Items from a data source

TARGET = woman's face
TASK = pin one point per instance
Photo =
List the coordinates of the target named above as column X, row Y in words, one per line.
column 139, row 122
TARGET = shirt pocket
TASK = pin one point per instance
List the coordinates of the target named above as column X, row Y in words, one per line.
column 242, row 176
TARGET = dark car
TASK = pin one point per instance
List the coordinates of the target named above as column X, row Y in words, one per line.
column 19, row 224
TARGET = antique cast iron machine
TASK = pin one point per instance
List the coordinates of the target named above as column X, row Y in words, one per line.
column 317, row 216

WHAT YOU SHOULD DO: Edit the data above by replacing every "pin" with "mark" and leaving everything else unchanged.

RESPONSE TO THIS EXERCISE:
TARGET = woman's face
TASK = mark one point per instance
Photo =
List the coordinates of the target named above as column X, row Y in words, one per line.
column 139, row 122
TARGET = shirt pocket
TASK = mark one point per instance
List the coordinates of the target named above as column X, row Y in words, one per line.
column 242, row 176
TARGET = dark car
TASK = mark one point per instance
List the coordinates of the target named above as column X, row Y in words, one per line.
column 19, row 224
TARGET = antique cast iron machine
TASK = mark one point per instance
List the coordinates of the target named above as column X, row Y in words, one per line.
column 317, row 216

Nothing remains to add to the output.